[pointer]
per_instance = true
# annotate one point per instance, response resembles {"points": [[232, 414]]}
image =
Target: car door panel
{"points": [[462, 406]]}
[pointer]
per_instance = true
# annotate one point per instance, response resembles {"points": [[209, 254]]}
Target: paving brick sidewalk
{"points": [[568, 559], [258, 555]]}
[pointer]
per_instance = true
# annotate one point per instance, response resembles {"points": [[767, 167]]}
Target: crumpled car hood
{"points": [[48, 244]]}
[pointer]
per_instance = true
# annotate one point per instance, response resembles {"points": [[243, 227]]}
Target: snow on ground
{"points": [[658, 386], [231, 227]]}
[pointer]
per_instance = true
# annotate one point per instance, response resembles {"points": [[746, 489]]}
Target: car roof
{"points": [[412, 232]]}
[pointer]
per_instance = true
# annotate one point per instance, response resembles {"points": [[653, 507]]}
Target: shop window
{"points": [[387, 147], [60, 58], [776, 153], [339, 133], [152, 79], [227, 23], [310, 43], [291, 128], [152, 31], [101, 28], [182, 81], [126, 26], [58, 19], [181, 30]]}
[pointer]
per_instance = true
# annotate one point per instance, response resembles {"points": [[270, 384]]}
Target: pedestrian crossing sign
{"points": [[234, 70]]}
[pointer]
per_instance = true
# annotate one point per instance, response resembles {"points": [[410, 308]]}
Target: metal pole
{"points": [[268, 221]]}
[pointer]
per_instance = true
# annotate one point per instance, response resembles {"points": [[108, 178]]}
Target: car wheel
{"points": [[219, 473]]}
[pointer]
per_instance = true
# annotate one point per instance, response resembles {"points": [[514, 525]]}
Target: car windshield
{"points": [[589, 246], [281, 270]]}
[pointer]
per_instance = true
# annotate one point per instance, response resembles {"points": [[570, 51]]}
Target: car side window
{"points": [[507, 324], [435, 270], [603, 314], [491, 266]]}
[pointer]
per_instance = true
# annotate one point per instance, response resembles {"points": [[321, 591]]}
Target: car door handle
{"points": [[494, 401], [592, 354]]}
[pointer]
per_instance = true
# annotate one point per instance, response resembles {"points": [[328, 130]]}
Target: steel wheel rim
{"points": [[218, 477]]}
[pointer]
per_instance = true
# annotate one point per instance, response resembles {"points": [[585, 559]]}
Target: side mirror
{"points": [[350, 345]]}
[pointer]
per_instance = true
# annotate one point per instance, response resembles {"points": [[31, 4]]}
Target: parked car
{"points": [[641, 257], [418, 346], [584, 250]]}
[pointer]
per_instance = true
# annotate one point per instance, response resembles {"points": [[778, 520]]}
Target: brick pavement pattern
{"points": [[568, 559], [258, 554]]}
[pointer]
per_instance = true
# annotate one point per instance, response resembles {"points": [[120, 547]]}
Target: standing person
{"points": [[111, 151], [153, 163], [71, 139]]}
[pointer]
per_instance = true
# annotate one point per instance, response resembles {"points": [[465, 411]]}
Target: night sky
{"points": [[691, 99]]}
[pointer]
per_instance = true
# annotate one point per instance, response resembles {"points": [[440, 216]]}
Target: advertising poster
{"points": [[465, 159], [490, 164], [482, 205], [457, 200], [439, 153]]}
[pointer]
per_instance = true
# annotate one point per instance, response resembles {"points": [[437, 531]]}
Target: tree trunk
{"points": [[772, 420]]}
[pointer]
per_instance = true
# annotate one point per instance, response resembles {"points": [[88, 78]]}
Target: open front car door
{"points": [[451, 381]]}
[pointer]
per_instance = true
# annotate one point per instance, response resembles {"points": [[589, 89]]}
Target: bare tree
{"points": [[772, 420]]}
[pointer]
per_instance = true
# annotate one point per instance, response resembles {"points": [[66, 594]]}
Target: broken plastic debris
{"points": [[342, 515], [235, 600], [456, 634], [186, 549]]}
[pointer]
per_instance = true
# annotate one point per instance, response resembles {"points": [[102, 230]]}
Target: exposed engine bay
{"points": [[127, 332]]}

_Prompt:_
Report how many lines in the entries above contain the word "wheel". Give only the number.

_Written reply:_
2